[START]
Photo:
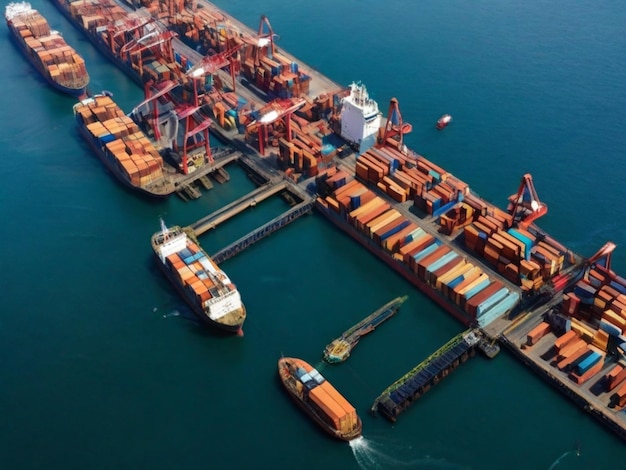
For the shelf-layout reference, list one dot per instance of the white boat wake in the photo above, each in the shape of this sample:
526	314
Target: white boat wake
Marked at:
558	461
370	455
174	313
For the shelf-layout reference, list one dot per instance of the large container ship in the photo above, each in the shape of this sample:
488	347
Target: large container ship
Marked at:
448	277
204	286
339	349
57	62
319	399
122	146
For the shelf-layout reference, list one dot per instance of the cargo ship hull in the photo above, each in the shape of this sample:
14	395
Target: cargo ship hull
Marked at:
112	166
99	44
296	390
43	72
397	266
193	305
206	289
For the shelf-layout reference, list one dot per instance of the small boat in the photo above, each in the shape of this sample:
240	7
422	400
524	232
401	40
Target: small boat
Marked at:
443	121
339	349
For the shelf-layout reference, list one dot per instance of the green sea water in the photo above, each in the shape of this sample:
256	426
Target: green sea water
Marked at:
103	365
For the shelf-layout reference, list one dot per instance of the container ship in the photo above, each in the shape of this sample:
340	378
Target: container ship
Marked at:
339	349
448	277
319	399
122	146
46	50
204	286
[END]
§ What you have to do
Quote the entries above word for word. Leave the images out.

§ Exercise result
Photo:
For the shelf-layout reference, list one dot per instance of the white boat wake in the photo above, each in the shape of this sample:
526	314
Target: white boat wake
Marked at:
558	461
370	455
174	313
For the shelf-layout reference, list one dot per instance of the large container ship in the photo above, each in the shape of this sample:
488	347
Target: large container ship
Marked at:
448	277
204	286
339	349
57	62
319	399
122	146
For the shelf-layout reference, list one dot per instance of the cargo ship hull in the photo above, each in the shape of this sample:
14	395
Target: cargo ship hull
Marked at:
112	166
99	44
296	390
43	72
397	266
193	305
206	289
For the shelf-layout reference, list one dot per instance of the small boat in the photo above, each in the shape of this sample:
240	7
422	400
524	232
401	40
Target: small boat
Marked at:
443	121
339	349
For the shelf-layout reference, list one dot per instance of the green sea water in the photo above, each in the shape of this sample:
256	426
Target: green sea water
Marked at:
103	365
For the shelf-layout reference, list one dot per instance of the container ship in the photo above, each in the shape of this sample:
340	378
Target: container ship
Marked at:
339	349
448	277
319	399
122	146
46	50
204	286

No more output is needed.